GOAL: Transcribe every line exactly and omit anything that is a picture.

───

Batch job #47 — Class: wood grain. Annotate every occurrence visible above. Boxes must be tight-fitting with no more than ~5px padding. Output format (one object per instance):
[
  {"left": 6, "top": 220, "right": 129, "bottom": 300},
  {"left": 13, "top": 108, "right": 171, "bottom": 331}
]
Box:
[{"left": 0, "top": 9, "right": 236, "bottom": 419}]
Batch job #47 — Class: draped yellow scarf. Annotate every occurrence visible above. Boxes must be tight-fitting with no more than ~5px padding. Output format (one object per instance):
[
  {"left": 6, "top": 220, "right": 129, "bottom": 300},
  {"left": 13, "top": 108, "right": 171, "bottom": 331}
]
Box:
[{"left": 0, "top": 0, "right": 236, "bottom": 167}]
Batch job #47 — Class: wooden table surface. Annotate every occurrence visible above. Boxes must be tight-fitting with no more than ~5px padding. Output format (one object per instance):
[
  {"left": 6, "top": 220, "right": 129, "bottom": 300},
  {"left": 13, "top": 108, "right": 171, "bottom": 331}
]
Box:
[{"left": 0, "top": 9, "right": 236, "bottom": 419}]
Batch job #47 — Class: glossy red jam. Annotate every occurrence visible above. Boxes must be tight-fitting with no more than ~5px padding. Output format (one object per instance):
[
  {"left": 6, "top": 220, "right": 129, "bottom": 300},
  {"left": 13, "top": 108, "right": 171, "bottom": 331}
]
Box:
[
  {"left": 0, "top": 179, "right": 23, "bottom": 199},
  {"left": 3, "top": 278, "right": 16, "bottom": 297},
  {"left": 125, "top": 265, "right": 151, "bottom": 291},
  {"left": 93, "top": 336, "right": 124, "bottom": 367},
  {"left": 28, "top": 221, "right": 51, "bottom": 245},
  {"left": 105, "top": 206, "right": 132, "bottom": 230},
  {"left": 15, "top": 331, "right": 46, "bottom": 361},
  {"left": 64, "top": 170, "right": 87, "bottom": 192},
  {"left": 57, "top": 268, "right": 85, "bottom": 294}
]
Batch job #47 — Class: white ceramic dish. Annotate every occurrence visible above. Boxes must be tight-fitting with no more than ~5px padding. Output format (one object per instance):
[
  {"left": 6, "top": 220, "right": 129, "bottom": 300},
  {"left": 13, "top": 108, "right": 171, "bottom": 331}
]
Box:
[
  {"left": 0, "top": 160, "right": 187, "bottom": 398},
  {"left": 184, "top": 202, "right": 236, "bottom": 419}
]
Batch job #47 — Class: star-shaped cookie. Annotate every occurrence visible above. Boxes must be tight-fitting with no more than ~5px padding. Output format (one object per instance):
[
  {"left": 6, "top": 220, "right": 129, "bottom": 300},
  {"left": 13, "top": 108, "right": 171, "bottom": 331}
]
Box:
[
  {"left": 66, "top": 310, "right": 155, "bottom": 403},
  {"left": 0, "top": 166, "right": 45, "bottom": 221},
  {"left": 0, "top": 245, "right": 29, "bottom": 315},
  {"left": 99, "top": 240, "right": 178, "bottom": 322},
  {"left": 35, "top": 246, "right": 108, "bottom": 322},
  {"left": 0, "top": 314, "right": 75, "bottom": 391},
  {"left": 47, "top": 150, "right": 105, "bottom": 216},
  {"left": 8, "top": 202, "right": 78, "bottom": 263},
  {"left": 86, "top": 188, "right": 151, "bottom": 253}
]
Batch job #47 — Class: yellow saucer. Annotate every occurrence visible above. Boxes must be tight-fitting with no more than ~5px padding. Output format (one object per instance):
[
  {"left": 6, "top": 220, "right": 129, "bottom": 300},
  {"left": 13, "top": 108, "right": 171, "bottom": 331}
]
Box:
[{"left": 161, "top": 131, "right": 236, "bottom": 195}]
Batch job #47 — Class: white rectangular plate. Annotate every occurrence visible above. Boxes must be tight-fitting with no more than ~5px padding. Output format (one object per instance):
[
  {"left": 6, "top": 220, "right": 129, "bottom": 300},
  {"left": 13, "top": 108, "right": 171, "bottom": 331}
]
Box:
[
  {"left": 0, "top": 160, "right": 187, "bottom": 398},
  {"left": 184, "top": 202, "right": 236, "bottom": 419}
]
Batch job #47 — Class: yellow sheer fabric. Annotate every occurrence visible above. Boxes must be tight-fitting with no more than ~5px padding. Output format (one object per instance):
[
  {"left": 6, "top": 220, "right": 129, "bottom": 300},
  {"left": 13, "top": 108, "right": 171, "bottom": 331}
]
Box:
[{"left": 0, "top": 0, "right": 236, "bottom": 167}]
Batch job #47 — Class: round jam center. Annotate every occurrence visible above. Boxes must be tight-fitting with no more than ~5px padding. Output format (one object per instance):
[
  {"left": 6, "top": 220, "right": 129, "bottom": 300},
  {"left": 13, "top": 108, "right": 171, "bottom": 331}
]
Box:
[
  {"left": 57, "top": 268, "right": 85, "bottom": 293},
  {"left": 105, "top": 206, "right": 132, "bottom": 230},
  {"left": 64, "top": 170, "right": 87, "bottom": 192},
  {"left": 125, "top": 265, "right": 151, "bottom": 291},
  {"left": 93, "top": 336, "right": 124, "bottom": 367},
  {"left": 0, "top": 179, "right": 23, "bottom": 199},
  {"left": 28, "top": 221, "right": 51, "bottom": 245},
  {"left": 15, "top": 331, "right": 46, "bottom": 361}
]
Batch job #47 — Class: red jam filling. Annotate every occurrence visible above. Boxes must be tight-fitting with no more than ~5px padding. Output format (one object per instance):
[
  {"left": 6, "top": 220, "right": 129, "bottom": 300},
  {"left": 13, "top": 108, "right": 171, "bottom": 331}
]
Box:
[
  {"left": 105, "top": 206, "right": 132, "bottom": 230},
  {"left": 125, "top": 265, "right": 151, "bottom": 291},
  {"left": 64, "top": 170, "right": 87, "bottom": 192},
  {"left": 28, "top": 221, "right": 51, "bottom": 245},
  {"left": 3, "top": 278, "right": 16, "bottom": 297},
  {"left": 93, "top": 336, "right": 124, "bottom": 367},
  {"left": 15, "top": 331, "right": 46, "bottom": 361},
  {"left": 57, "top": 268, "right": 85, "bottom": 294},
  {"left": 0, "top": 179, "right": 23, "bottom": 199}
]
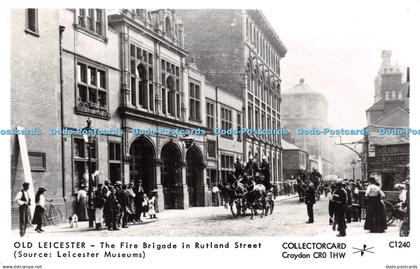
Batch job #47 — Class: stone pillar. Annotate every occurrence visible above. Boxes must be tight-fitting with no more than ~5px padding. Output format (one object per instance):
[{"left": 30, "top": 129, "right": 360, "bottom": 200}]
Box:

───

RESPONSE TO THE EXERCISE:
Batch job #47 — Class: wood grain. Annotate every occurrence visible above. Boxes must be tight-fitting with no more than ~5px padding. Output format (one object per instance):
[
  {"left": 6, "top": 220, "right": 129, "bottom": 300},
  {"left": 13, "top": 108, "right": 171, "bottom": 331}
]
Box:
[{"left": 0, "top": 9, "right": 236, "bottom": 419}]
Batch job #47 — Class: draped yellow scarf. Annotate every occurrence visible above. Boxes must be tight-fitting with no more than ~5px padding. Output format (one object per instance):
[
  {"left": 6, "top": 220, "right": 129, "bottom": 300},
  {"left": 13, "top": 108, "right": 171, "bottom": 331}
]
Box:
[{"left": 0, "top": 0, "right": 236, "bottom": 167}]
Batch job #47 — Class: wooden table surface. Annotate every occurrence visible above. Boxes must be tight-fitting with no more than ~5px padding. Output format (one object per instance):
[
  {"left": 6, "top": 220, "right": 129, "bottom": 300},
  {"left": 13, "top": 108, "right": 171, "bottom": 331}
]
Box:
[{"left": 0, "top": 9, "right": 236, "bottom": 419}]
Batch job #47 — Class: glossy red jam. Annotate every occurrence visible above. Boxes must be tight-fitting with no more than ~5px padding. Output format (one object per instance):
[
  {"left": 6, "top": 220, "right": 129, "bottom": 300},
  {"left": 13, "top": 108, "right": 171, "bottom": 331}
]
Box:
[
  {"left": 0, "top": 179, "right": 23, "bottom": 199},
  {"left": 3, "top": 278, "right": 16, "bottom": 297},
  {"left": 125, "top": 265, "right": 151, "bottom": 291},
  {"left": 93, "top": 336, "right": 124, "bottom": 367},
  {"left": 28, "top": 221, "right": 51, "bottom": 245},
  {"left": 105, "top": 206, "right": 132, "bottom": 230},
  {"left": 15, "top": 331, "right": 46, "bottom": 361},
  {"left": 64, "top": 170, "right": 87, "bottom": 192},
  {"left": 57, "top": 268, "right": 85, "bottom": 294}
]
Batch job #47 — Class: white ceramic dish. Annotate every occurrence visible above. Boxes must be tight-fitting with no more than ~5px padding. Output format (one object per instance):
[
  {"left": 6, "top": 220, "right": 129, "bottom": 300},
  {"left": 13, "top": 108, "right": 171, "bottom": 331}
]
Box:
[
  {"left": 0, "top": 160, "right": 187, "bottom": 398},
  {"left": 184, "top": 202, "right": 236, "bottom": 419}
]
Batch job #47 — Class: star-shaped cookie. Annotate every occurrence visible above. Boxes must be tight-fitting with no more than ~5px padding. Output format (one object per instance):
[
  {"left": 6, "top": 220, "right": 129, "bottom": 300},
  {"left": 13, "top": 108, "right": 171, "bottom": 331}
]
Box:
[
  {"left": 66, "top": 310, "right": 155, "bottom": 403},
  {"left": 0, "top": 166, "right": 45, "bottom": 221},
  {"left": 0, "top": 245, "right": 29, "bottom": 315},
  {"left": 99, "top": 240, "right": 178, "bottom": 322},
  {"left": 35, "top": 246, "right": 108, "bottom": 322},
  {"left": 0, "top": 314, "right": 75, "bottom": 391},
  {"left": 47, "top": 150, "right": 105, "bottom": 216},
  {"left": 8, "top": 202, "right": 78, "bottom": 263},
  {"left": 86, "top": 188, "right": 151, "bottom": 253}
]
Batch job #47 — Class: yellow saucer. Annotate every occurrence visible above. Boxes must be tight-fitting with no more than ~5px padding. Output format (one object per instance):
[
  {"left": 6, "top": 220, "right": 129, "bottom": 300},
  {"left": 13, "top": 108, "right": 171, "bottom": 331}
]
Box:
[{"left": 161, "top": 131, "right": 236, "bottom": 195}]
Batch job #47 — Class: white rectangular plate. Annotate every occurrence visible above. Boxes must be tight-fitting with no more than ~5px padding. Output format (one object per instance):
[
  {"left": 6, "top": 220, "right": 129, "bottom": 300},
  {"left": 13, "top": 108, "right": 171, "bottom": 331}
]
Box:
[
  {"left": 0, "top": 160, "right": 187, "bottom": 398},
  {"left": 184, "top": 202, "right": 236, "bottom": 419}
]
Batch job #47 — Class: yellow sheer fabric. Annotate every occurrence visible above. Boxes must be tight-fitting with no more than ~5px padding. Output format (one object per instance):
[
  {"left": 6, "top": 220, "right": 129, "bottom": 300},
  {"left": 13, "top": 108, "right": 171, "bottom": 331}
]
Box:
[{"left": 0, "top": 0, "right": 236, "bottom": 167}]
Batch job #47 — Class: round jam center. Annotate every occurrence visible above. Boxes must be tight-fitting with no more than ~5px padding. Output format (one object per instance):
[
  {"left": 6, "top": 220, "right": 129, "bottom": 300},
  {"left": 13, "top": 108, "right": 171, "bottom": 331}
]
Box:
[
  {"left": 57, "top": 268, "right": 85, "bottom": 293},
  {"left": 105, "top": 206, "right": 132, "bottom": 230},
  {"left": 64, "top": 170, "right": 87, "bottom": 192},
  {"left": 125, "top": 265, "right": 151, "bottom": 291},
  {"left": 93, "top": 336, "right": 124, "bottom": 367},
  {"left": 0, "top": 179, "right": 23, "bottom": 199},
  {"left": 28, "top": 221, "right": 51, "bottom": 245},
  {"left": 15, "top": 331, "right": 46, "bottom": 361}
]
Batch job #47 — Class: red jam filling. Annotate every occurrence visible above. Boxes must be tight-fitting with no more than ~5px padding. Output format (one object per instance):
[
  {"left": 6, "top": 220, "right": 129, "bottom": 300},
  {"left": 13, "top": 108, "right": 171, "bottom": 331}
]
Box:
[
  {"left": 105, "top": 206, "right": 132, "bottom": 230},
  {"left": 125, "top": 265, "right": 151, "bottom": 291},
  {"left": 64, "top": 170, "right": 87, "bottom": 192},
  {"left": 28, "top": 221, "right": 51, "bottom": 245},
  {"left": 3, "top": 278, "right": 16, "bottom": 297},
  {"left": 93, "top": 336, "right": 124, "bottom": 367},
  {"left": 15, "top": 331, "right": 46, "bottom": 361},
  {"left": 57, "top": 268, "right": 85, "bottom": 294},
  {"left": 0, "top": 179, "right": 23, "bottom": 199}
]
Batch job #47 — Class: stone pillar. Annotate every occurrence visible above. Boxes must be tight-fitting with no more than ~5px padding. Output format (one object per instance):
[{"left": 30, "top": 129, "right": 360, "bottom": 200}]
Box:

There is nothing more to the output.